### [LISTED RECORDS]
=== Section Start ===

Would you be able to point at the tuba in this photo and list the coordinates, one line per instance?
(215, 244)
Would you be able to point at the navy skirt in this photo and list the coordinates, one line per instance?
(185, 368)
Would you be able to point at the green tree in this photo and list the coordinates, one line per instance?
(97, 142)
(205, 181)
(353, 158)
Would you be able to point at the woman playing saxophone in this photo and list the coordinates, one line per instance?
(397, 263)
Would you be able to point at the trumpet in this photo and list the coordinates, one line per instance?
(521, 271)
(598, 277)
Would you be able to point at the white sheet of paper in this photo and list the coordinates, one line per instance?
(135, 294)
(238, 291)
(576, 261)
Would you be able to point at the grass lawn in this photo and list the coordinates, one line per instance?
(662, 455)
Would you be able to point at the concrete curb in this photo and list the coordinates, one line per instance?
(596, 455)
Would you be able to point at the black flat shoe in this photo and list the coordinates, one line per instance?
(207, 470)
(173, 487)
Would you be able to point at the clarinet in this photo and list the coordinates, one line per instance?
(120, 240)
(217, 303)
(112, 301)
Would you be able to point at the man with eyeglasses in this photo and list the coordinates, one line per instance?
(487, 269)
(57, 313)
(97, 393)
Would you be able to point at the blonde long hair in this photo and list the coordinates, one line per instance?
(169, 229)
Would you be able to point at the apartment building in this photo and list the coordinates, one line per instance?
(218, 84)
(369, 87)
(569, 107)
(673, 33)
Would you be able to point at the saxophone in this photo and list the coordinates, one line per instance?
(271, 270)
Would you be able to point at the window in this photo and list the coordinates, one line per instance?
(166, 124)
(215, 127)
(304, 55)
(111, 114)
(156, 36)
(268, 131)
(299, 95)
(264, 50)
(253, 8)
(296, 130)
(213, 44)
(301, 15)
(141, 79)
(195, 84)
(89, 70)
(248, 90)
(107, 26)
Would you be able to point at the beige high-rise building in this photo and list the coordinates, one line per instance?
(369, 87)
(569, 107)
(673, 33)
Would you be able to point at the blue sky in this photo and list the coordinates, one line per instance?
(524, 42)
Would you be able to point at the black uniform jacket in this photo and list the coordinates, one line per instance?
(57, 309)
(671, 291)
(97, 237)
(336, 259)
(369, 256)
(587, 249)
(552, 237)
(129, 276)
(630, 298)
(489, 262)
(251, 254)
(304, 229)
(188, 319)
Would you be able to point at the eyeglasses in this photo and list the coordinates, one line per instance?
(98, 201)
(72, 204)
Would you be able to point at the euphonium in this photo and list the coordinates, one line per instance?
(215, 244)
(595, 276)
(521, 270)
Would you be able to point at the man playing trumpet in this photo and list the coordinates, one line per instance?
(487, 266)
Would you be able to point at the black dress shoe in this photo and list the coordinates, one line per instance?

=== Section End ===
=== Section Start ===

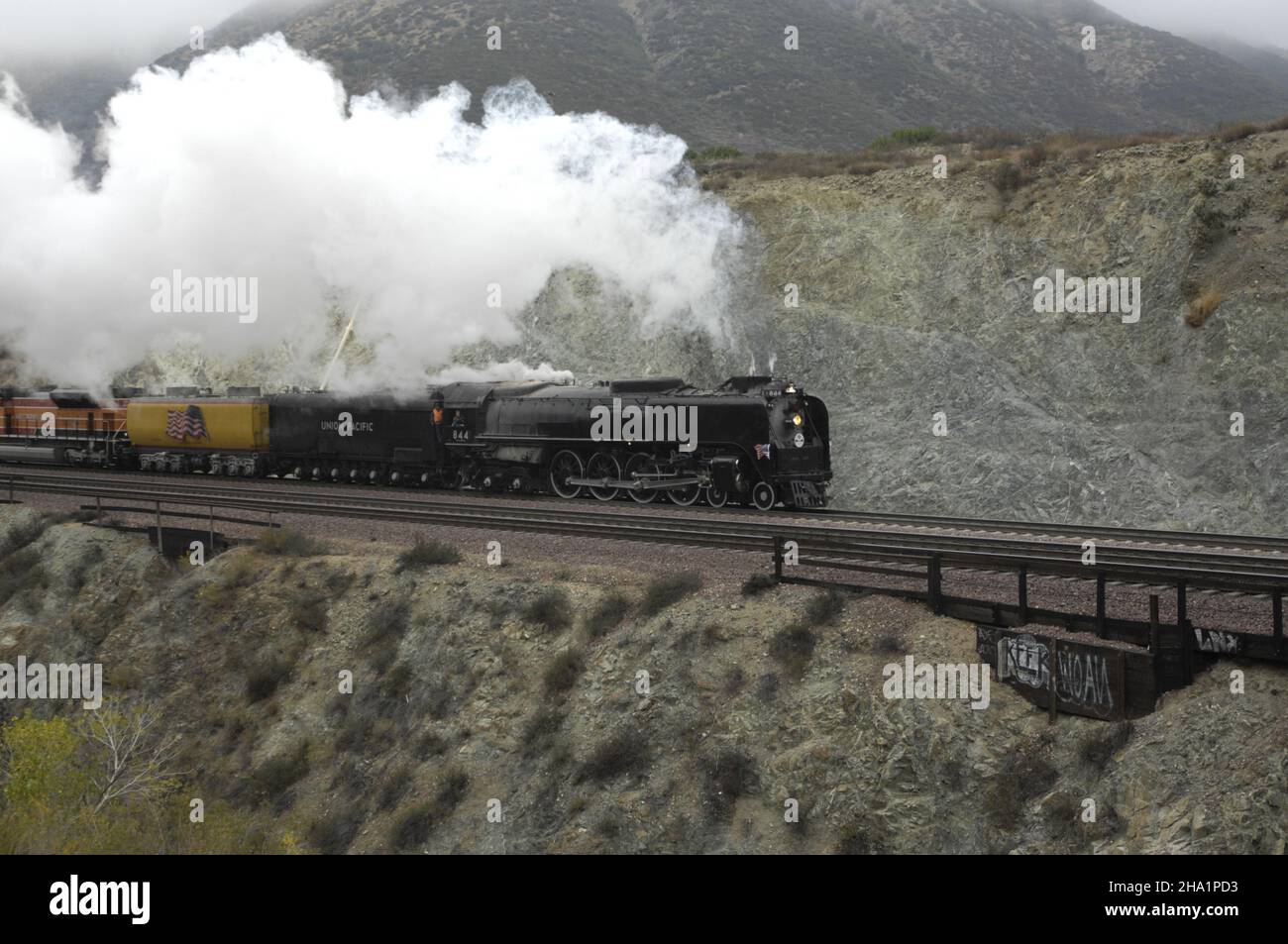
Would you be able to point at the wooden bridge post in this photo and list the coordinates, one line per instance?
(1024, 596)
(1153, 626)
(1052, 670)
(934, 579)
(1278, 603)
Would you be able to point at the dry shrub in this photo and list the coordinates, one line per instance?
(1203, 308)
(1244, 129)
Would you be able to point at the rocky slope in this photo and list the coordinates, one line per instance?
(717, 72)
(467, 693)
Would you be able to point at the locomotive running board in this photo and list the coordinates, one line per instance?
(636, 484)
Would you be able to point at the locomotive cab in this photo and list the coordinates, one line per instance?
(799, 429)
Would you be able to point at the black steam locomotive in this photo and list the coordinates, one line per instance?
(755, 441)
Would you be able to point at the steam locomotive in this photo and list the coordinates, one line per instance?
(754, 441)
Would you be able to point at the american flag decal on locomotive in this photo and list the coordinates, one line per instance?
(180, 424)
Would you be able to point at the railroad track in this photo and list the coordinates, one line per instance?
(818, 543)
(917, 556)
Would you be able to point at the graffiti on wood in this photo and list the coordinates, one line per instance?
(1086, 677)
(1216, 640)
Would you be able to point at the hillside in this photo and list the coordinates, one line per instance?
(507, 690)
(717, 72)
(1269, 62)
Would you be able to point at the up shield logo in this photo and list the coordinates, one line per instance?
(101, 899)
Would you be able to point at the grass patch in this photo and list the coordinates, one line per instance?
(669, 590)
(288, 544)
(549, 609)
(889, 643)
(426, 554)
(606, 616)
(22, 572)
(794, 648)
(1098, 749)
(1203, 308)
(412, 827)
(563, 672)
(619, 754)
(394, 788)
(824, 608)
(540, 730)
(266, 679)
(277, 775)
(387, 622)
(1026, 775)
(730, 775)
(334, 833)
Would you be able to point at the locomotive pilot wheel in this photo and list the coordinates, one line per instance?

=== Section End ===
=== Section Start ===

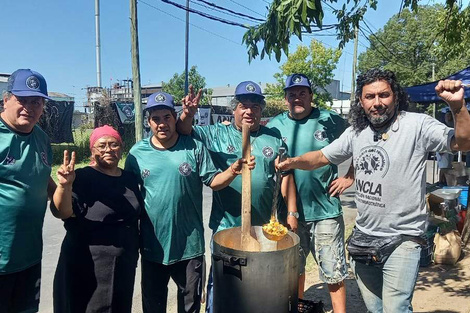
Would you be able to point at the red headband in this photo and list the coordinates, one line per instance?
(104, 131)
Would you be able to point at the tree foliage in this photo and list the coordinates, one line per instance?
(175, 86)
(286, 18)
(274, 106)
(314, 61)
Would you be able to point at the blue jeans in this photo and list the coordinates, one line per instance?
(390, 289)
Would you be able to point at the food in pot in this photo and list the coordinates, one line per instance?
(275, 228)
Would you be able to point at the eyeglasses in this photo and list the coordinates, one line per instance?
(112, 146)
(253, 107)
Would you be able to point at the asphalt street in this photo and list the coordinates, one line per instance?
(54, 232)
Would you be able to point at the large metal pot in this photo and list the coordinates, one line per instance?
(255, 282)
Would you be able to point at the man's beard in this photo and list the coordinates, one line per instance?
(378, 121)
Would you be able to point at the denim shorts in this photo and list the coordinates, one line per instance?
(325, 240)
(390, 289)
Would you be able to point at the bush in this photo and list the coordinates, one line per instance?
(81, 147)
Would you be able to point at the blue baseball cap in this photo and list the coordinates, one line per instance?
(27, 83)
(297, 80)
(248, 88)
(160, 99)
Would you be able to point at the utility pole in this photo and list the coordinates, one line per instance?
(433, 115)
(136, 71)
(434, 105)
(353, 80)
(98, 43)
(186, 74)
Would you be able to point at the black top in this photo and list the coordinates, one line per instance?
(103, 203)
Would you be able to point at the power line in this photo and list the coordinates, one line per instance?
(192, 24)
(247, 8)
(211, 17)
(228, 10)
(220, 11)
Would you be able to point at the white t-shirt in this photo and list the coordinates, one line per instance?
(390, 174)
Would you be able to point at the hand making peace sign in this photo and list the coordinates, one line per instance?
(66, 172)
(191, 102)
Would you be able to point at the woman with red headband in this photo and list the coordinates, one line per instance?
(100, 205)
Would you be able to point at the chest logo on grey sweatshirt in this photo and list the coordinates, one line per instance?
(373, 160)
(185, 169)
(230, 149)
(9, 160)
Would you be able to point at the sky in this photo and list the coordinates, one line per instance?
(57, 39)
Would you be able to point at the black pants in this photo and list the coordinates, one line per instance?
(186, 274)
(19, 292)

=== Section End ===

### [YOUR INSTRUCTIONS]
What are the lines, exactly as written above, from the line with "Would you be able to point at the black steam" to the line with "Would you be able to point at the locomotive pilot", both included? Output only those.

### [RESULT OF THE TASK]
Would you be able to point at the black steam locomotive in this photo and list the coordinates, one line per instance?
(755, 441)
Would you be able to point at the steam locomotive in this photo and list the coordinates, one line per instance?
(754, 441)
Would you be able to point at the american flag decal on locomotive in this photo and list the coordinates, one line per instance?
(180, 424)
Would you be able to point at the railroad track in this photo and list the coordinates, one line per instance?
(818, 543)
(917, 556)
Would you be able to point at the graffiti on wood in this photo and list the coordinates, one line per instance?
(1086, 677)
(1216, 640)
Would you be able to point at the hillside in this photo and list the coordinates, one line per instance?
(507, 690)
(717, 72)
(1269, 62)
Would you be able to point at the up shield logo in this photo and list the coordinates, one line per instance?
(101, 899)
Would you be able to point at the grass patch in this photo and list the coordinates, one line per instance?
(669, 590)
(288, 544)
(549, 609)
(889, 643)
(426, 554)
(606, 616)
(22, 572)
(794, 648)
(1098, 749)
(1203, 308)
(412, 827)
(563, 672)
(619, 754)
(394, 788)
(824, 608)
(540, 730)
(266, 679)
(277, 775)
(387, 622)
(1026, 775)
(730, 775)
(334, 833)
Would you be able to point at the locomotive pilot wheel in this photo and list the coordinates, one line per instance?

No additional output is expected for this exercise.